> Aim
Print the range of lines that opens with the line containing "Target: overcast sky" and closes with the last line of the listing. Include both ends; print nothing more.

> Provided entries
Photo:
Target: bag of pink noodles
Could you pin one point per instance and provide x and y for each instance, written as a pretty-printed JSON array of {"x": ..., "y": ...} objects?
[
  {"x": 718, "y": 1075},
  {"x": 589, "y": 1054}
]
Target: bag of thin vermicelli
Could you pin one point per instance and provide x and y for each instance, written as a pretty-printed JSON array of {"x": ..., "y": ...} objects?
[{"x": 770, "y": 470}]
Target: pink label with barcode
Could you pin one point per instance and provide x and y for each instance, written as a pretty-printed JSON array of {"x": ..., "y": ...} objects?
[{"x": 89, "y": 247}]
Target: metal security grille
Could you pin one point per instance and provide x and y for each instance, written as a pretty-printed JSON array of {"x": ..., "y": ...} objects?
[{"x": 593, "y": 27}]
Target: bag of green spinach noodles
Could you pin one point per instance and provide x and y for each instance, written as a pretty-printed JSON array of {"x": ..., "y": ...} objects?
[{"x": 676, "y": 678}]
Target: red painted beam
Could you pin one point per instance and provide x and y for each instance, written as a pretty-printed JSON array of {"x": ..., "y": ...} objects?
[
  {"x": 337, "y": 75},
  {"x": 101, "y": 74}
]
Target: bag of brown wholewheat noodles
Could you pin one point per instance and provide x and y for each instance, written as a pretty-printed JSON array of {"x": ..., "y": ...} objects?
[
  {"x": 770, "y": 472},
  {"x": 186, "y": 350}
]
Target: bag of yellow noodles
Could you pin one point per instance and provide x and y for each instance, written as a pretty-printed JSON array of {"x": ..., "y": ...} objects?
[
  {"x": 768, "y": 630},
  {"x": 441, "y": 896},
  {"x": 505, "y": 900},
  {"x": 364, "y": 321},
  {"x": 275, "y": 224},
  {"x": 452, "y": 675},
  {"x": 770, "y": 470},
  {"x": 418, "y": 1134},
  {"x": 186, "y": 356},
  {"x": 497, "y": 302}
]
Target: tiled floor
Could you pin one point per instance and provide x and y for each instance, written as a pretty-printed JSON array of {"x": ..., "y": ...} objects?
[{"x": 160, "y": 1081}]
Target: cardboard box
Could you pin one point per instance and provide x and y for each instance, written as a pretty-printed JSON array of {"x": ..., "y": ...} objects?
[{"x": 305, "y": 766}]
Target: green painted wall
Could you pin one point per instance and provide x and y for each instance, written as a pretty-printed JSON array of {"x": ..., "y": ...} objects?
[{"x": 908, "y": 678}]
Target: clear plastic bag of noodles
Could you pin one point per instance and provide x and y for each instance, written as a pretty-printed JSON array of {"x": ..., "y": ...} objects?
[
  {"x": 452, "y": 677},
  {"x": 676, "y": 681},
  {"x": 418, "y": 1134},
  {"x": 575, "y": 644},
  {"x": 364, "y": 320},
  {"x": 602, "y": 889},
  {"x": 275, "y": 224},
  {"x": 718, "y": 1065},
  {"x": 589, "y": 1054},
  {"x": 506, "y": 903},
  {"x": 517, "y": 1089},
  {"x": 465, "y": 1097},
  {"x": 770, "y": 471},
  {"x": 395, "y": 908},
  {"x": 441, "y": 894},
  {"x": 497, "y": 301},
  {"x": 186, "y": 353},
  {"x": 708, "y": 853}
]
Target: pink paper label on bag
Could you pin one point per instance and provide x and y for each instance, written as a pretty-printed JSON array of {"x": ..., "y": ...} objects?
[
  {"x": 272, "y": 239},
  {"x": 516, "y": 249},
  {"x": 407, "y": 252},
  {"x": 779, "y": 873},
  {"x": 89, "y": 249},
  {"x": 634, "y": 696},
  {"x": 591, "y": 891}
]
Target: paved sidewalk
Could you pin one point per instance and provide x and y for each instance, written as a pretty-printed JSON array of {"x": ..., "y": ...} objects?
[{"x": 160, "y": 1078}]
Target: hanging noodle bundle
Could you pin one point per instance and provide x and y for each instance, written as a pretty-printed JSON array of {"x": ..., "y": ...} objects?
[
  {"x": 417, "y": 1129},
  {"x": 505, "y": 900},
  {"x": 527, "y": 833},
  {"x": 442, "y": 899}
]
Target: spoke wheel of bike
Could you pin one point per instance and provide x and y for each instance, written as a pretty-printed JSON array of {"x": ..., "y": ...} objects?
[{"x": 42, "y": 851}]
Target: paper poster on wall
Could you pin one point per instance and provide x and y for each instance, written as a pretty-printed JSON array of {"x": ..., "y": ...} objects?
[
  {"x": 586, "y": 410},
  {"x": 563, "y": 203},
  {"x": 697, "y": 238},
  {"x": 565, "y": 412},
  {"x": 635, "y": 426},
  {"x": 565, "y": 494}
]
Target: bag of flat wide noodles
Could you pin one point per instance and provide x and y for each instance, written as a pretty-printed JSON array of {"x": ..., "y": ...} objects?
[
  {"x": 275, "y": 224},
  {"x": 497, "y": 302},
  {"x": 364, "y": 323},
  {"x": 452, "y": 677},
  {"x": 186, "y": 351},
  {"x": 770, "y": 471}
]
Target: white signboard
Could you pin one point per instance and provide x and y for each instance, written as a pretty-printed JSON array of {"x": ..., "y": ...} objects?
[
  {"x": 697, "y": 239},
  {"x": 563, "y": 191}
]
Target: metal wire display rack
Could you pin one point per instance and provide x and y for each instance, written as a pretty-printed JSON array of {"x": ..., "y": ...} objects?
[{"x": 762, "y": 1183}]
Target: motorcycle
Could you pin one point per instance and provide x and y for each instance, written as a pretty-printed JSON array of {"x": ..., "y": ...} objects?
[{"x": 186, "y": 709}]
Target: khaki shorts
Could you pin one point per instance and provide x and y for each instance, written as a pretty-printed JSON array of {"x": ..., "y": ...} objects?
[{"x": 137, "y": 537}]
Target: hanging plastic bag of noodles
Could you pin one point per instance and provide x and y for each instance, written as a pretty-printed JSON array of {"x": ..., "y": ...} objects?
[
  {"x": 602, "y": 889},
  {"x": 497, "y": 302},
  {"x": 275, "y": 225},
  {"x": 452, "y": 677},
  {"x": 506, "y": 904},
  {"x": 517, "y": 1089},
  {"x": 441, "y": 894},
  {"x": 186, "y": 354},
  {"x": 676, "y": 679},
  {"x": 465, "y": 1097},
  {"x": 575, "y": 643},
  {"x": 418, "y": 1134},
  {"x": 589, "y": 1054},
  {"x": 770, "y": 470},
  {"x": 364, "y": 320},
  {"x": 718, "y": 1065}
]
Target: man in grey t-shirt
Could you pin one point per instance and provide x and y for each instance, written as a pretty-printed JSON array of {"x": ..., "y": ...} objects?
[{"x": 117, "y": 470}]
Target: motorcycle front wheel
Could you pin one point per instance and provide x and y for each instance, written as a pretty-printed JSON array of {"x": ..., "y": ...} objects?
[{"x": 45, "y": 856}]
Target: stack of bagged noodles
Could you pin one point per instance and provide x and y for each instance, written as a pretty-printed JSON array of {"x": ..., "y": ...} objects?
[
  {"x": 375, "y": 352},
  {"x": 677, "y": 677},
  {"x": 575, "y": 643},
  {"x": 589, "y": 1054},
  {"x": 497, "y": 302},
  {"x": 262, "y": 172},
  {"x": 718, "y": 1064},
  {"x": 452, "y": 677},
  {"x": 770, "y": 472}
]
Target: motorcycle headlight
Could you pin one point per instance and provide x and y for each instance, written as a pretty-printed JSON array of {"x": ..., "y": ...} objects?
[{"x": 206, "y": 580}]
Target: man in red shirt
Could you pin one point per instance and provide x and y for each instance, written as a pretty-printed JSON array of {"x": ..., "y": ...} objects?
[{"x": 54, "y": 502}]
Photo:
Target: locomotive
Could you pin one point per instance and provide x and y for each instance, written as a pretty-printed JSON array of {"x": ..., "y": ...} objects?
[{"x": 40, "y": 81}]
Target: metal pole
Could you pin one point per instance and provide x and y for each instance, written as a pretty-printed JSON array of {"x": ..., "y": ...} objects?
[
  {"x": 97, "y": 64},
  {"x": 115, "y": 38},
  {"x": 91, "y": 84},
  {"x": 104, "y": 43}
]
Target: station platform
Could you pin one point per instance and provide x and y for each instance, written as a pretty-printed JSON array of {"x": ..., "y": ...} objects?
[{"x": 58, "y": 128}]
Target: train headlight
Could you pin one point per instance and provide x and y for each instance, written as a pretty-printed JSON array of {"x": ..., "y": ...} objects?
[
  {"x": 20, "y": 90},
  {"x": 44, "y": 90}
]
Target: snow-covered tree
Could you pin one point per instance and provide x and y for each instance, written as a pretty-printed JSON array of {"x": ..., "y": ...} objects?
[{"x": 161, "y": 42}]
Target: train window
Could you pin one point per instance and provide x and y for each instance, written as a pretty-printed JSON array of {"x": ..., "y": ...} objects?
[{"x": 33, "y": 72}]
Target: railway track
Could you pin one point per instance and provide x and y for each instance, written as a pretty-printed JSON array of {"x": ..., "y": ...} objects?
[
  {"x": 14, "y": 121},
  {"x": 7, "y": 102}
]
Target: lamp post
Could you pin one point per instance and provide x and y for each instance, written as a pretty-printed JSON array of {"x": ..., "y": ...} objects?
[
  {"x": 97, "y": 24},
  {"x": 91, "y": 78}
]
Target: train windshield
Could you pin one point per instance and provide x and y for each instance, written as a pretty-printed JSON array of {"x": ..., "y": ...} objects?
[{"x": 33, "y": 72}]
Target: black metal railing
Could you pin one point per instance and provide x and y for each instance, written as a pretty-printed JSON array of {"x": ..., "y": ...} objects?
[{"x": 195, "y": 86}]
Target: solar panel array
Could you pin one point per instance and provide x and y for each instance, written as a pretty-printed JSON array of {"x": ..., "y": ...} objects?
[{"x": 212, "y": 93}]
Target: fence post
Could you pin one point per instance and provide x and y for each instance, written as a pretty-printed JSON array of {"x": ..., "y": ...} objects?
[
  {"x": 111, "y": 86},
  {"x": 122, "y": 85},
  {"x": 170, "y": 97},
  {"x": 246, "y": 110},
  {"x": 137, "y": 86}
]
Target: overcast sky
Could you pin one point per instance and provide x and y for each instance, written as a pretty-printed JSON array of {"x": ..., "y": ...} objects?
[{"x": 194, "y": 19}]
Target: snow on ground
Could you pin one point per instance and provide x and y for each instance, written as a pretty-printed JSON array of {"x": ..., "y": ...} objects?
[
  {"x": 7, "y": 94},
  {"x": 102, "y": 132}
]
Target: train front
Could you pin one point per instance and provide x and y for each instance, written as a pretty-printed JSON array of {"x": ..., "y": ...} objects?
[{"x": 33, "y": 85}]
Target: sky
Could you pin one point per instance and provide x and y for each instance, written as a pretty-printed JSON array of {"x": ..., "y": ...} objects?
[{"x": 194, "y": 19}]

> Final answer
Target: overcast sky
Could you pin one point per instance and provide x and y for each instance, written as a pretty-printed JSON array of {"x": ..., "y": ...} objects?
[{"x": 194, "y": 19}]
Target: snow on ground
Could you pin one point per instance and provide x and y for each instance, written as a pretty-printed JSON array of {"x": ..., "y": ...} objects?
[
  {"x": 7, "y": 94},
  {"x": 102, "y": 132}
]
Target: train front
Could you pin one point per instance and provide x and y for each instance, written as a pretty-printed JSON array of {"x": ..., "y": ...} objects?
[{"x": 33, "y": 85}]
Target: sky
Could you pin one point per instance and provide x and y for each instance, written as a pretty-printed JSON array of {"x": ..., "y": ...} objects?
[{"x": 194, "y": 19}]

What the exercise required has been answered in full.